-- DATA FOR PROCESSING start --

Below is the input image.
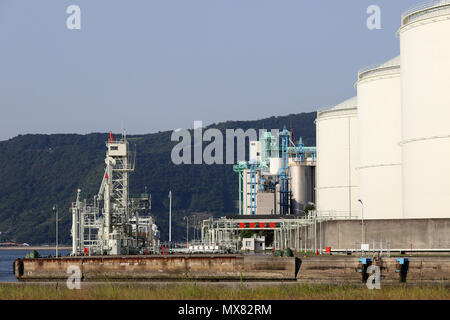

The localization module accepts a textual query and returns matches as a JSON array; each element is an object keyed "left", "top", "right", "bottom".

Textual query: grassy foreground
[{"left": 0, "top": 284, "right": 450, "bottom": 300}]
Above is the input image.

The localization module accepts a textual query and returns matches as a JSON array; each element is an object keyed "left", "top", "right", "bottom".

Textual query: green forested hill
[{"left": 0, "top": 113, "right": 315, "bottom": 244}]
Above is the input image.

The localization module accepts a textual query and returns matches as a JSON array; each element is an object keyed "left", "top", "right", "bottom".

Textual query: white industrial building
[
  {"left": 316, "top": 0, "right": 450, "bottom": 249},
  {"left": 202, "top": 0, "right": 450, "bottom": 252}
]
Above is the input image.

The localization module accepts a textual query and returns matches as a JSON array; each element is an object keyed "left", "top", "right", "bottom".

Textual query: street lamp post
[
  {"left": 358, "top": 199, "right": 366, "bottom": 245},
  {"left": 169, "top": 191, "right": 172, "bottom": 244},
  {"left": 184, "top": 216, "right": 189, "bottom": 250},
  {"left": 53, "top": 204, "right": 58, "bottom": 258}
]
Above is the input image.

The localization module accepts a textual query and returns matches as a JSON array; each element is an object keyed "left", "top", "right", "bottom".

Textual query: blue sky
[{"left": 0, "top": 0, "right": 420, "bottom": 140}]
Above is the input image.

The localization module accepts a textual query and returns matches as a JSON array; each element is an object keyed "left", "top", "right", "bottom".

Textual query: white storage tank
[
  {"left": 399, "top": 1, "right": 450, "bottom": 218},
  {"left": 316, "top": 97, "right": 358, "bottom": 218},
  {"left": 356, "top": 57, "right": 403, "bottom": 219},
  {"left": 289, "top": 163, "right": 314, "bottom": 214}
]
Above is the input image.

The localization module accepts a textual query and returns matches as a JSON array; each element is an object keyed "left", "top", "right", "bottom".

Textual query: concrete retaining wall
[
  {"left": 317, "top": 219, "right": 450, "bottom": 249},
  {"left": 14, "top": 255, "right": 298, "bottom": 281},
  {"left": 297, "top": 256, "right": 450, "bottom": 284}
]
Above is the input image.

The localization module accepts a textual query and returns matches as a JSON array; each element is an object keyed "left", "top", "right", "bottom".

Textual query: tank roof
[
  {"left": 402, "top": 0, "right": 450, "bottom": 27},
  {"left": 317, "top": 97, "right": 358, "bottom": 116},
  {"left": 358, "top": 56, "right": 400, "bottom": 80}
]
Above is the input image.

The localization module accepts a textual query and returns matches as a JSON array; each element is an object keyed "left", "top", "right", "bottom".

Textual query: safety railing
[
  {"left": 358, "top": 60, "right": 400, "bottom": 80},
  {"left": 402, "top": 0, "right": 450, "bottom": 26}
]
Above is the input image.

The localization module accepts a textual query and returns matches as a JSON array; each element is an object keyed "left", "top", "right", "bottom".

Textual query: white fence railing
[{"left": 402, "top": 0, "right": 450, "bottom": 25}]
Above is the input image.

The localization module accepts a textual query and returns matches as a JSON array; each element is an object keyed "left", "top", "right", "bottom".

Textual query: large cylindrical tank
[
  {"left": 399, "top": 1, "right": 450, "bottom": 218},
  {"left": 316, "top": 97, "right": 358, "bottom": 218},
  {"left": 356, "top": 57, "right": 403, "bottom": 219},
  {"left": 289, "top": 163, "right": 314, "bottom": 214}
]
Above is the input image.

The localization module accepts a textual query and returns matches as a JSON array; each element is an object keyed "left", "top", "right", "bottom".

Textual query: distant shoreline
[{"left": 0, "top": 246, "right": 72, "bottom": 251}]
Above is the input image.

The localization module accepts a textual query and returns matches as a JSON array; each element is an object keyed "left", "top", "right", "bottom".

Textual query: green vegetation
[
  {"left": 0, "top": 113, "right": 315, "bottom": 245},
  {"left": 0, "top": 283, "right": 450, "bottom": 300}
]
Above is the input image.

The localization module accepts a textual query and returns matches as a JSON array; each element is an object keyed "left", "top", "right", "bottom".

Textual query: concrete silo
[
  {"left": 356, "top": 57, "right": 403, "bottom": 219},
  {"left": 316, "top": 97, "right": 358, "bottom": 218}
]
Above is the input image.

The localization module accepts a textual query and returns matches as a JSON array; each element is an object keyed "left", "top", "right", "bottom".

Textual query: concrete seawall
[
  {"left": 14, "top": 255, "right": 299, "bottom": 281},
  {"left": 14, "top": 255, "right": 450, "bottom": 284},
  {"left": 318, "top": 219, "right": 450, "bottom": 250},
  {"left": 297, "top": 256, "right": 450, "bottom": 284}
]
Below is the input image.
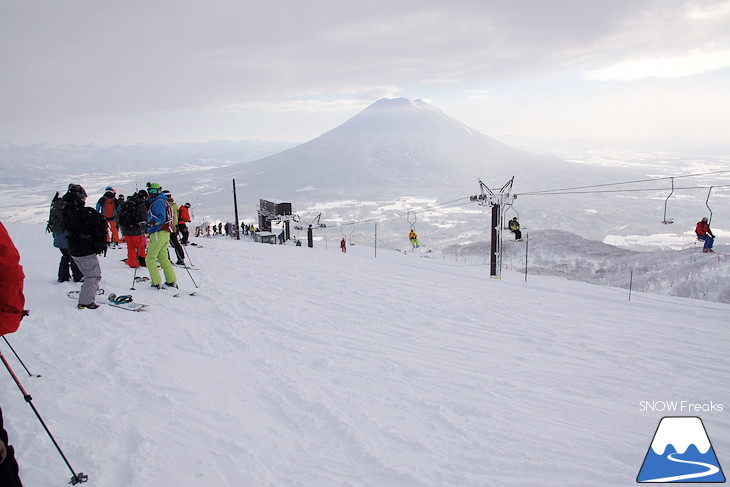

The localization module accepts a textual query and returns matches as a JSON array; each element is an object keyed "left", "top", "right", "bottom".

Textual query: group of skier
[{"left": 47, "top": 183, "right": 195, "bottom": 309}]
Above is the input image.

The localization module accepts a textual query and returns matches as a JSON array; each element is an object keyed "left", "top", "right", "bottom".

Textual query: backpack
[
  {"left": 82, "top": 206, "right": 108, "bottom": 254},
  {"left": 160, "top": 201, "right": 177, "bottom": 233},
  {"left": 101, "top": 196, "right": 117, "bottom": 218},
  {"left": 46, "top": 191, "right": 66, "bottom": 233},
  {"left": 119, "top": 198, "right": 139, "bottom": 228}
]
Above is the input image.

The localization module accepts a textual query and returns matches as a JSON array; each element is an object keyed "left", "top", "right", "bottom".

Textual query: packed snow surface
[{"left": 0, "top": 223, "right": 730, "bottom": 487}]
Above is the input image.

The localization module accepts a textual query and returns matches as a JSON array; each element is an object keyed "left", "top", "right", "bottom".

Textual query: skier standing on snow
[
  {"left": 119, "top": 189, "right": 147, "bottom": 268},
  {"left": 177, "top": 203, "right": 190, "bottom": 245},
  {"left": 63, "top": 184, "right": 107, "bottom": 309},
  {"left": 0, "top": 223, "right": 27, "bottom": 487},
  {"left": 163, "top": 190, "right": 185, "bottom": 265},
  {"left": 96, "top": 186, "right": 119, "bottom": 247},
  {"left": 147, "top": 183, "right": 177, "bottom": 289},
  {"left": 408, "top": 228, "right": 419, "bottom": 249},
  {"left": 46, "top": 193, "right": 84, "bottom": 282},
  {"left": 695, "top": 217, "right": 715, "bottom": 252}
]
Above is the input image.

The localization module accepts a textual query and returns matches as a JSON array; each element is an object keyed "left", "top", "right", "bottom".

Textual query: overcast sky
[{"left": 0, "top": 0, "right": 730, "bottom": 149}]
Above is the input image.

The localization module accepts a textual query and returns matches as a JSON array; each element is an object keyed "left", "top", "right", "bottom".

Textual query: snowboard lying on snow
[{"left": 68, "top": 289, "right": 149, "bottom": 311}]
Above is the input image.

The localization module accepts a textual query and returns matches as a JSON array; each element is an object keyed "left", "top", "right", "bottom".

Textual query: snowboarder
[
  {"left": 507, "top": 217, "right": 522, "bottom": 242},
  {"left": 695, "top": 217, "right": 715, "bottom": 253},
  {"left": 147, "top": 183, "right": 177, "bottom": 289},
  {"left": 63, "top": 184, "right": 107, "bottom": 309},
  {"left": 408, "top": 228, "right": 419, "bottom": 249}
]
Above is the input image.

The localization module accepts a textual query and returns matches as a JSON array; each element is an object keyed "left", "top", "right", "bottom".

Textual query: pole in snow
[
  {"left": 232, "top": 179, "right": 241, "bottom": 240},
  {"left": 469, "top": 176, "right": 515, "bottom": 279},
  {"left": 0, "top": 352, "right": 89, "bottom": 485}
]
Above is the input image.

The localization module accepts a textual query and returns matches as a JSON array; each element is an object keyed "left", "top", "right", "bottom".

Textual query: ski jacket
[
  {"left": 0, "top": 223, "right": 25, "bottom": 335},
  {"left": 695, "top": 221, "right": 715, "bottom": 238},
  {"left": 177, "top": 205, "right": 190, "bottom": 225},
  {"left": 63, "top": 193, "right": 108, "bottom": 257},
  {"left": 147, "top": 193, "right": 172, "bottom": 235},
  {"left": 96, "top": 191, "right": 119, "bottom": 221}
]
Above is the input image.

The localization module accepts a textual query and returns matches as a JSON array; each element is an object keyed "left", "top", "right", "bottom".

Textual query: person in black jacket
[{"left": 63, "top": 184, "right": 106, "bottom": 309}]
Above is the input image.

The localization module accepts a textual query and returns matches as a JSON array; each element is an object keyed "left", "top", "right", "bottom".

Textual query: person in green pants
[{"left": 146, "top": 183, "right": 177, "bottom": 289}]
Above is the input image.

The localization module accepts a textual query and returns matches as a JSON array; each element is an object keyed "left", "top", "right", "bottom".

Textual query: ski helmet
[{"left": 147, "top": 183, "right": 162, "bottom": 196}]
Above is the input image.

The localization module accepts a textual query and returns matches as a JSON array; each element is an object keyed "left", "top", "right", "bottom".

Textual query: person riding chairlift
[{"left": 695, "top": 217, "right": 715, "bottom": 253}]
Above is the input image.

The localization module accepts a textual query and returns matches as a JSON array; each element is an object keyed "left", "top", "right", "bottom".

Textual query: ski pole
[
  {"left": 129, "top": 228, "right": 145, "bottom": 291},
  {"left": 183, "top": 266, "right": 200, "bottom": 289},
  {"left": 183, "top": 245, "right": 194, "bottom": 265},
  {"left": 3, "top": 335, "right": 41, "bottom": 377},
  {"left": 0, "top": 352, "right": 89, "bottom": 485}
]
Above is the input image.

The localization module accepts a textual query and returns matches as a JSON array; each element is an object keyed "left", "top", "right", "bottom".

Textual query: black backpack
[
  {"left": 119, "top": 197, "right": 139, "bottom": 228},
  {"left": 46, "top": 191, "right": 66, "bottom": 233}
]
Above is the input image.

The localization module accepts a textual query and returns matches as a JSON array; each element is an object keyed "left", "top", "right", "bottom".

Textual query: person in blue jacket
[{"left": 146, "top": 183, "right": 177, "bottom": 289}]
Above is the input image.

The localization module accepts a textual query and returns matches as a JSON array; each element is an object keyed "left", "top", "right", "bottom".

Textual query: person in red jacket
[
  {"left": 0, "top": 223, "right": 26, "bottom": 335},
  {"left": 177, "top": 203, "right": 190, "bottom": 245},
  {"left": 695, "top": 217, "right": 715, "bottom": 252},
  {"left": 0, "top": 222, "right": 28, "bottom": 487}
]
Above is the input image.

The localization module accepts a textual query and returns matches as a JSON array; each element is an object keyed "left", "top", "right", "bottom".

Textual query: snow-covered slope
[
  {"left": 443, "top": 230, "right": 730, "bottom": 303},
  {"left": 0, "top": 223, "right": 730, "bottom": 487}
]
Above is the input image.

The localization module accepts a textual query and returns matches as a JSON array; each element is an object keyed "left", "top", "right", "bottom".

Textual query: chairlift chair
[{"left": 662, "top": 178, "right": 674, "bottom": 225}]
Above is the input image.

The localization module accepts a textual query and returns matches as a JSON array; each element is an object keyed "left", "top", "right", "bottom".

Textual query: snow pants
[
  {"left": 124, "top": 235, "right": 147, "bottom": 268},
  {"left": 73, "top": 254, "right": 101, "bottom": 304},
  {"left": 58, "top": 249, "right": 84, "bottom": 282},
  {"left": 147, "top": 230, "right": 177, "bottom": 286},
  {"left": 106, "top": 220, "right": 120, "bottom": 243},
  {"left": 0, "top": 409, "right": 23, "bottom": 487},
  {"left": 170, "top": 232, "right": 185, "bottom": 263}
]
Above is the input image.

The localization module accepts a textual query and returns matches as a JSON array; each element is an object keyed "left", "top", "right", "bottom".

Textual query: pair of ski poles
[{"left": 0, "top": 336, "right": 89, "bottom": 485}]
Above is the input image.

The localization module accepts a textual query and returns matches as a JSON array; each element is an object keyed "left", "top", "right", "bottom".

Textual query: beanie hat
[
  {"left": 67, "top": 184, "right": 86, "bottom": 200},
  {"left": 147, "top": 183, "right": 162, "bottom": 196}
]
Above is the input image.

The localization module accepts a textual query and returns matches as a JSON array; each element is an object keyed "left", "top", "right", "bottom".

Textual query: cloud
[{"left": 585, "top": 49, "right": 730, "bottom": 81}]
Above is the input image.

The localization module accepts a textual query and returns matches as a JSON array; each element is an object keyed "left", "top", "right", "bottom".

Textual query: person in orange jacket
[
  {"left": 177, "top": 203, "right": 190, "bottom": 245},
  {"left": 695, "top": 217, "right": 715, "bottom": 252},
  {"left": 408, "top": 228, "right": 418, "bottom": 249}
]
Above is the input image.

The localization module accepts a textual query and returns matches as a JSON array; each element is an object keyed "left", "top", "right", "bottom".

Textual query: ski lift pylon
[
  {"left": 662, "top": 177, "right": 674, "bottom": 225},
  {"left": 705, "top": 186, "right": 713, "bottom": 225},
  {"left": 406, "top": 211, "right": 418, "bottom": 231}
]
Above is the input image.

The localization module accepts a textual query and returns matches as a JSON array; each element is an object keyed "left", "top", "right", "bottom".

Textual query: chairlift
[
  {"left": 406, "top": 211, "right": 418, "bottom": 232},
  {"left": 502, "top": 195, "right": 520, "bottom": 230},
  {"left": 705, "top": 186, "right": 713, "bottom": 225},
  {"left": 340, "top": 223, "right": 355, "bottom": 245},
  {"left": 662, "top": 177, "right": 674, "bottom": 225}
]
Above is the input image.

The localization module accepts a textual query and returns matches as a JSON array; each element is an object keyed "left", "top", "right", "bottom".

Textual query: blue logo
[{"left": 636, "top": 416, "right": 725, "bottom": 483}]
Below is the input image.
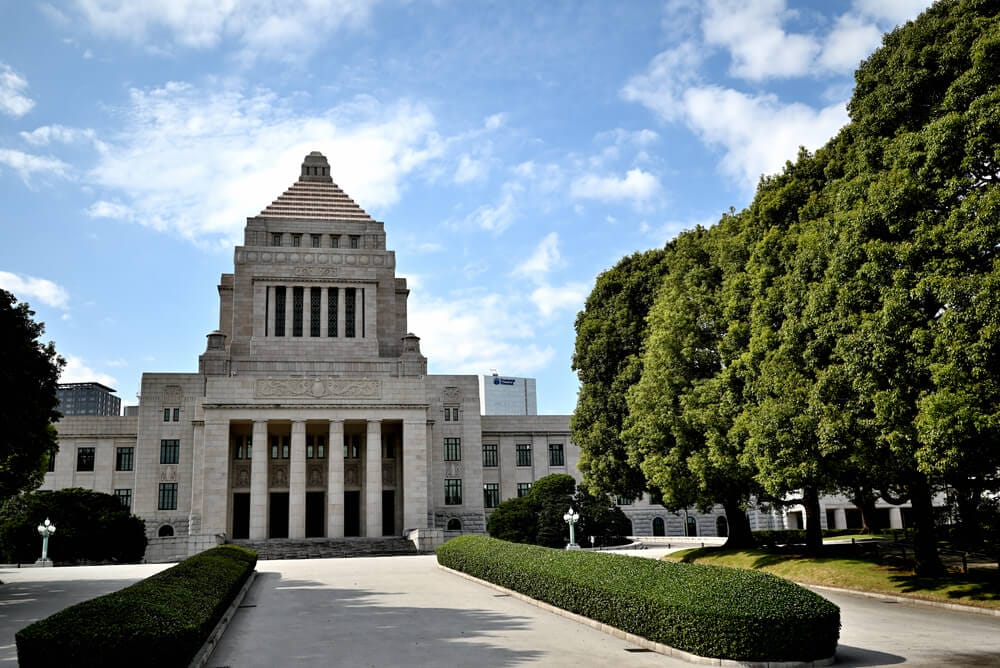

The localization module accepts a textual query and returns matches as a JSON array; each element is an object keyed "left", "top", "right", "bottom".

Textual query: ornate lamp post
[
  {"left": 563, "top": 506, "right": 580, "bottom": 550},
  {"left": 35, "top": 517, "right": 56, "bottom": 566}
]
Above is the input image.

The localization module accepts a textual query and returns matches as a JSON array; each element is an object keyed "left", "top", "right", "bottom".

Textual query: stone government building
[{"left": 42, "top": 152, "right": 912, "bottom": 561}]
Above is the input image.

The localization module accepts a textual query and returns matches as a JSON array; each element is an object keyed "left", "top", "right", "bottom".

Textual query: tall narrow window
[
  {"left": 344, "top": 288, "right": 358, "bottom": 339},
  {"left": 160, "top": 438, "right": 181, "bottom": 464},
  {"left": 483, "top": 482, "right": 500, "bottom": 508},
  {"left": 444, "top": 438, "right": 462, "bottom": 462},
  {"left": 292, "top": 287, "right": 303, "bottom": 336},
  {"left": 326, "top": 288, "right": 340, "bottom": 336},
  {"left": 274, "top": 285, "right": 285, "bottom": 336},
  {"left": 309, "top": 288, "right": 323, "bottom": 336}
]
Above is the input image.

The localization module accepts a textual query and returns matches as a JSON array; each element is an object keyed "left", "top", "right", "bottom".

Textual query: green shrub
[
  {"left": 15, "top": 545, "right": 257, "bottom": 668},
  {"left": 437, "top": 536, "right": 840, "bottom": 661},
  {"left": 0, "top": 487, "right": 146, "bottom": 564}
]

-- DATA FOR PROCESSING end --

- **OBJECTIVE**: Count the lines in the data above that contain the string "person". Reply with the number only.

- **EXPECTED ANSWER**: 6